** Input rows **

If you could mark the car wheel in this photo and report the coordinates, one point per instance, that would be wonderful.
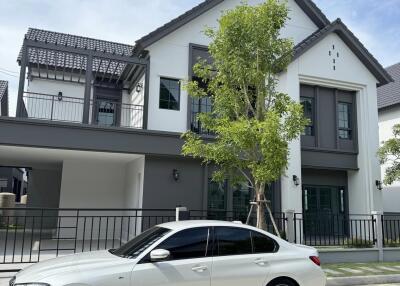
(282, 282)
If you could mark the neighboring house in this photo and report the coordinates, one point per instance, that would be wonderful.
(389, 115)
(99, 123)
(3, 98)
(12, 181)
--
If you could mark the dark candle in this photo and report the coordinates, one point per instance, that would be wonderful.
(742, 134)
---
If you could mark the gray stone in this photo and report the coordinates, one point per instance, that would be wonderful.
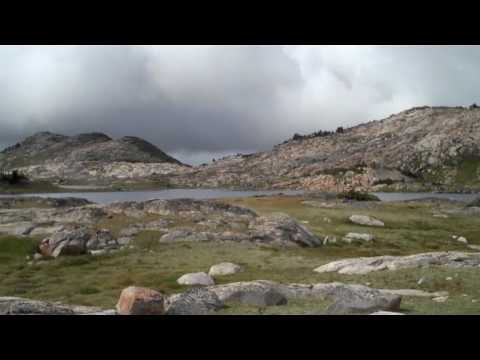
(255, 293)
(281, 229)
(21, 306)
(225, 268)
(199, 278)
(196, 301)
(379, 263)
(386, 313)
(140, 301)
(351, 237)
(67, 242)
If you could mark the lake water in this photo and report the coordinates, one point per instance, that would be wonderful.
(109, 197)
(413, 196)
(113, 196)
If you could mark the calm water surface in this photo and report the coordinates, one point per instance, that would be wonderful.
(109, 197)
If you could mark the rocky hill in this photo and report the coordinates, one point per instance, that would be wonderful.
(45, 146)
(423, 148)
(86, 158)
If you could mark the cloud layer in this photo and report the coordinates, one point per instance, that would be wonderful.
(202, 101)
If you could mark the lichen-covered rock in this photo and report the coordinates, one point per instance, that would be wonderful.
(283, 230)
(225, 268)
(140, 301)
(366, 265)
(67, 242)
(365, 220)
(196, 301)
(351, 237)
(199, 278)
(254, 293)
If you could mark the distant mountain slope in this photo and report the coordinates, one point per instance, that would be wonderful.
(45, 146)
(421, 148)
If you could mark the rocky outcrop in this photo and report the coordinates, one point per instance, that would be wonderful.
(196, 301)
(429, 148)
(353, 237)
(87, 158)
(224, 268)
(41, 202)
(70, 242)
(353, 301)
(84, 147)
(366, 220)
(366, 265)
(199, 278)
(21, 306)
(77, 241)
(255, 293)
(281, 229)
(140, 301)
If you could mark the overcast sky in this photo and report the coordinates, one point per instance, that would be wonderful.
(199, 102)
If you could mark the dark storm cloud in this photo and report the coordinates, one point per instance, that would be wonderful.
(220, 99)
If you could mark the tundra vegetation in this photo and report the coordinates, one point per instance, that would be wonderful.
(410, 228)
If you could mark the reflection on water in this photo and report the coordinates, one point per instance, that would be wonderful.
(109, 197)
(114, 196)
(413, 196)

** Do this **
Find every line in the data above that contains the word "water" and copy each one out in full. Case counts.

** Solution **
If you could mark the lake water in this photo and report the coordinates, one point per instance, that would be wonderful.
If you could mark the calm water surface in this photo and report the coordinates, one point per instance, that would be wonderful.
If you could mark the reflection on water in this photo and report the coordinates, one point per instance, that would be wonderful.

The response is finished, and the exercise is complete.